-- Start of Page text --

Age of Heroes (Persian: عصر پهلوانان) (previously named Age of Pahlevans or Asre Pahlevanan) is a 2009 Iranian video game. Created by the Modern Industry Center, it was released by Ras Games and the National Foundation for Computer Games with support from the Ferdowsi Foundation.

The plotline of Age of Heroes, derived from Ferdowsi's epic the Shahnameh, centers on the efforts of Atar, son of Pishad and commander of the kingdom of Sistan, to fight against demons which have captured and laid waste to much of the region. The game features 110 mythical figures (including Arash, Siavash, Fereidun, Kaveh, Esfandiar, Rustam, and Zal) living in nine regions (including Sistan, Sarsabz, Kuhestan, and Atashfeshani).

-- End of Page text --
-- Start of Dataset extract --

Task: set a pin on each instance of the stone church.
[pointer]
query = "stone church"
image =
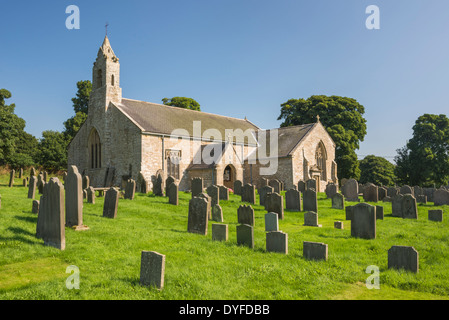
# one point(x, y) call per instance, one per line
point(125, 138)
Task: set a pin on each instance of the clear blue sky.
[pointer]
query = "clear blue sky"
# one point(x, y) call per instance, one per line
point(235, 57)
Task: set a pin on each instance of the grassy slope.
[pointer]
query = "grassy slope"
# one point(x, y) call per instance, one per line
point(108, 255)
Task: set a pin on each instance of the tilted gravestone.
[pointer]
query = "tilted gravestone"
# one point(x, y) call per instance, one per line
point(172, 193)
point(310, 201)
point(293, 200)
point(238, 187)
point(338, 201)
point(403, 257)
point(73, 198)
point(198, 215)
point(152, 269)
point(363, 222)
point(111, 203)
point(217, 213)
point(315, 250)
point(271, 222)
point(213, 192)
point(249, 193)
point(277, 241)
point(263, 192)
point(196, 186)
point(50, 220)
point(245, 215)
point(274, 202)
point(245, 235)
point(220, 232)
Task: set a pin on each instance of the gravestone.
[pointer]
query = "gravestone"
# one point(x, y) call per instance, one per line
point(441, 197)
point(310, 201)
point(274, 202)
point(90, 195)
point(311, 219)
point(271, 222)
point(213, 192)
point(130, 189)
point(315, 250)
point(263, 192)
point(152, 269)
point(338, 201)
point(50, 219)
point(249, 193)
point(370, 193)
point(351, 190)
point(409, 208)
point(245, 235)
point(363, 222)
point(172, 193)
point(224, 193)
point(198, 215)
point(238, 187)
point(435, 215)
point(11, 178)
point(403, 257)
point(277, 241)
point(73, 198)
point(217, 213)
point(293, 200)
point(32, 187)
point(111, 203)
point(35, 207)
point(245, 215)
point(220, 232)
point(196, 186)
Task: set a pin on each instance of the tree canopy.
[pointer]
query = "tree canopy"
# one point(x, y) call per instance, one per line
point(343, 119)
point(424, 160)
point(182, 102)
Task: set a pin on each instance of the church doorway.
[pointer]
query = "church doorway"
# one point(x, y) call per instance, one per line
point(229, 177)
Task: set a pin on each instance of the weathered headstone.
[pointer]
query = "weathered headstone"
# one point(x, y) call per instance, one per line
point(245, 215)
point(152, 269)
point(73, 198)
point(310, 201)
point(274, 202)
point(271, 222)
point(315, 250)
point(403, 257)
point(50, 220)
point(363, 222)
point(311, 219)
point(111, 203)
point(293, 200)
point(172, 193)
point(198, 215)
point(435, 215)
point(245, 235)
point(338, 201)
point(277, 241)
point(220, 232)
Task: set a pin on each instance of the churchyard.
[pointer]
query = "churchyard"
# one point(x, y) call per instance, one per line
point(107, 251)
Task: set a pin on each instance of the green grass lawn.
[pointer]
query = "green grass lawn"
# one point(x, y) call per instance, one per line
point(197, 268)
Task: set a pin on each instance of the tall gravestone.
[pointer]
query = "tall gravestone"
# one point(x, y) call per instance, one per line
point(73, 198)
point(293, 200)
point(198, 216)
point(50, 220)
point(111, 203)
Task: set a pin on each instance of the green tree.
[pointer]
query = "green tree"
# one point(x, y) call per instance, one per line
point(424, 160)
point(52, 154)
point(377, 170)
point(343, 119)
point(182, 102)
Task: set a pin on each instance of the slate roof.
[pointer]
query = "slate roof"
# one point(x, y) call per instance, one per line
point(162, 119)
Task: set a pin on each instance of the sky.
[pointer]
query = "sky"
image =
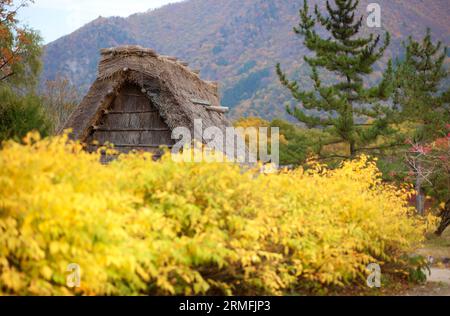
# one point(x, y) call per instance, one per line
point(56, 18)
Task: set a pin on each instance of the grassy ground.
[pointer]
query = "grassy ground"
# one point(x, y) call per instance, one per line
point(438, 248)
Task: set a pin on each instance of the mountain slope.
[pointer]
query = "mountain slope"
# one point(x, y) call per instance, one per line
point(237, 42)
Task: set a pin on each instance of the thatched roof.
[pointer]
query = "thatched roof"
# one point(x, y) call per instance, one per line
point(177, 92)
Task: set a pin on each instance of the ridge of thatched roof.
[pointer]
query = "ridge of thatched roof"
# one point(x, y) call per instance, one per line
point(173, 88)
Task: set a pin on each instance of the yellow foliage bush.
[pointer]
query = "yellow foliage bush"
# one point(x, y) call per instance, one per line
point(141, 227)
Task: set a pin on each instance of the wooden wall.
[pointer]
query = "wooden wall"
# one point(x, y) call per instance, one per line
point(132, 123)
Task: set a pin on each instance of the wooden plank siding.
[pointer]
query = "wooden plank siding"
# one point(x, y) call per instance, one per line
point(131, 123)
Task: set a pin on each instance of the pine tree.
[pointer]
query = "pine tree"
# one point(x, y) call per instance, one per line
point(352, 112)
point(420, 88)
point(423, 100)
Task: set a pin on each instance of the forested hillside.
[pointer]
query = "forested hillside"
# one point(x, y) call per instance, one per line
point(237, 42)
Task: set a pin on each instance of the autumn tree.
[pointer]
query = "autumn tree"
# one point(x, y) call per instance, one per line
point(352, 112)
point(21, 110)
point(61, 99)
point(20, 48)
point(423, 95)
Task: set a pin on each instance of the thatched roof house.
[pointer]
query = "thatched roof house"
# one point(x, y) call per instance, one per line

-- End of Dataset extract --

According to the game description, why does Atar fight the demons? Answer in one to three sentences.

Atar, son of Pishad and commander of the kingdom of Sistan, fights the demons because they have captured much of the region and laid waste to it.